====== Document extract

This course provides a comprehensive introduction to Data Science in the programming language R for those who want to get a grasp on the contemporary approach to analytics, statistics, and machine learning as well as its application - but do not necessarily have a technical background in coding, computer science, or statistics. This is a practical course which provides a minimal but explicable and useful theoretical foundation for those who want to enter Data Science from a (mainly) non-technical perspective and still become able to work efficiently in its highly technical context.
This is planned as you first course in Data Science and it still provides a practical, working knowledge that you can rely on to build research and analytics projects on your own.
Most important of all: you are motivated to learn Data Science in R. If you want it, you want it – and you will work hard to win it. And if you are motivated and prepared to invest hard work, we guarantee success.
We will support you in anything that needs to be done during the course in any of the following operative systems: Windows, Linux Ubuntu/Debian, and macOS. If any of the projects that you would like to develop during the course need rely on heavy computations and/or memory use, we will provide the technical infrastructure to you and teach you how to manage it (up to 128GB of RAM, half TB (that would be 500 GB) of SSD storage, and up to 24 AMD cores for computation).

============
====== Rows

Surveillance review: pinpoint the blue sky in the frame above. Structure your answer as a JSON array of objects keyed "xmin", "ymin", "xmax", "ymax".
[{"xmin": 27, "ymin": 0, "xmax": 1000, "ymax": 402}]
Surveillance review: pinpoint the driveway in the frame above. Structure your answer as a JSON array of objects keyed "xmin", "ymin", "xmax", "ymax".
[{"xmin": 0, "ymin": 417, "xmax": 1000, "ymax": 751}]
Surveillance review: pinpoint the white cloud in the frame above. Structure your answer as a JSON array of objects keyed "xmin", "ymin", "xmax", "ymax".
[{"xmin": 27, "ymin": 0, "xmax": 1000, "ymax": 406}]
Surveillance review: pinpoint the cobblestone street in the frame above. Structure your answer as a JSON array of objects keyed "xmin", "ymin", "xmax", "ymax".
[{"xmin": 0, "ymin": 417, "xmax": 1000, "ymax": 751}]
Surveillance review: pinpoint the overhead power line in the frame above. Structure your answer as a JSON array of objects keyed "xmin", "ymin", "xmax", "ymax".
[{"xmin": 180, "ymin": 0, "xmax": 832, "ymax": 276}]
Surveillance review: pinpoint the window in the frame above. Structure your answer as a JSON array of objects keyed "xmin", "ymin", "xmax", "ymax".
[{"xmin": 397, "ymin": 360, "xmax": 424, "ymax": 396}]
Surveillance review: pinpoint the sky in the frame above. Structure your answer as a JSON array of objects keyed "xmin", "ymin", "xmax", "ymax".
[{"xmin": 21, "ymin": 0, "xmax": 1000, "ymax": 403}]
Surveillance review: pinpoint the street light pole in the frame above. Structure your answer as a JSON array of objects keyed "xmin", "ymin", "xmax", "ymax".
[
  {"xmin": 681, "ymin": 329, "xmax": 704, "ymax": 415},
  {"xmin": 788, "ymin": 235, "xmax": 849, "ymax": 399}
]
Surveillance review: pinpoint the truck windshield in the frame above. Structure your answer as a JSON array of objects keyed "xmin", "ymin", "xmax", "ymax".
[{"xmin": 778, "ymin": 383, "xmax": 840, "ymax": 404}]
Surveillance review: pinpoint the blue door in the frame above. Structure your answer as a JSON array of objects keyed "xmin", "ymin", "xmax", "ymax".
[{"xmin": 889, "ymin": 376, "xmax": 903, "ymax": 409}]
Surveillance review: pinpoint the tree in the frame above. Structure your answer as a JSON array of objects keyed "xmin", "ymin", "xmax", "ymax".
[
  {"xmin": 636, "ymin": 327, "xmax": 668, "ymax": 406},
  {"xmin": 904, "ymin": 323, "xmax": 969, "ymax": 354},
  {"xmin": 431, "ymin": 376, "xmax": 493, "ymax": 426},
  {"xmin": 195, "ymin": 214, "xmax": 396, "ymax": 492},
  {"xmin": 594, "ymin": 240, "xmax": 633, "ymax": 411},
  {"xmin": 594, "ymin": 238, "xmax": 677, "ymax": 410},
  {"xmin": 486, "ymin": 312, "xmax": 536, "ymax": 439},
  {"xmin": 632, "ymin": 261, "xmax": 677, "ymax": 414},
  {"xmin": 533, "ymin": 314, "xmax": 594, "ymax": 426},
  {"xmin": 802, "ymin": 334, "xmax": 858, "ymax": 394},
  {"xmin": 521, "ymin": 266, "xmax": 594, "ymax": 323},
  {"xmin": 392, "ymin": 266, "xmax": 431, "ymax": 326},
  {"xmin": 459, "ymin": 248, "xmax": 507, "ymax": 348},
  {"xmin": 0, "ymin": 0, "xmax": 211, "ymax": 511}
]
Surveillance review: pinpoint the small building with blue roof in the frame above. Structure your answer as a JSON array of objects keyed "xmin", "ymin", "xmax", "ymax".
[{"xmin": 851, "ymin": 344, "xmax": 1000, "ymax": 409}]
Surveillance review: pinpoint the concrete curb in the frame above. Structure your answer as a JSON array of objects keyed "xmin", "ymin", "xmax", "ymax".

============

### Task
Reproduce the R course description from "This is planned" up to and including "on your own.".

### Solution to this task
This is planned as you first course in Data Science and it still provides a practical, working knowledge that you can rely on to build research and analytics projects on your own.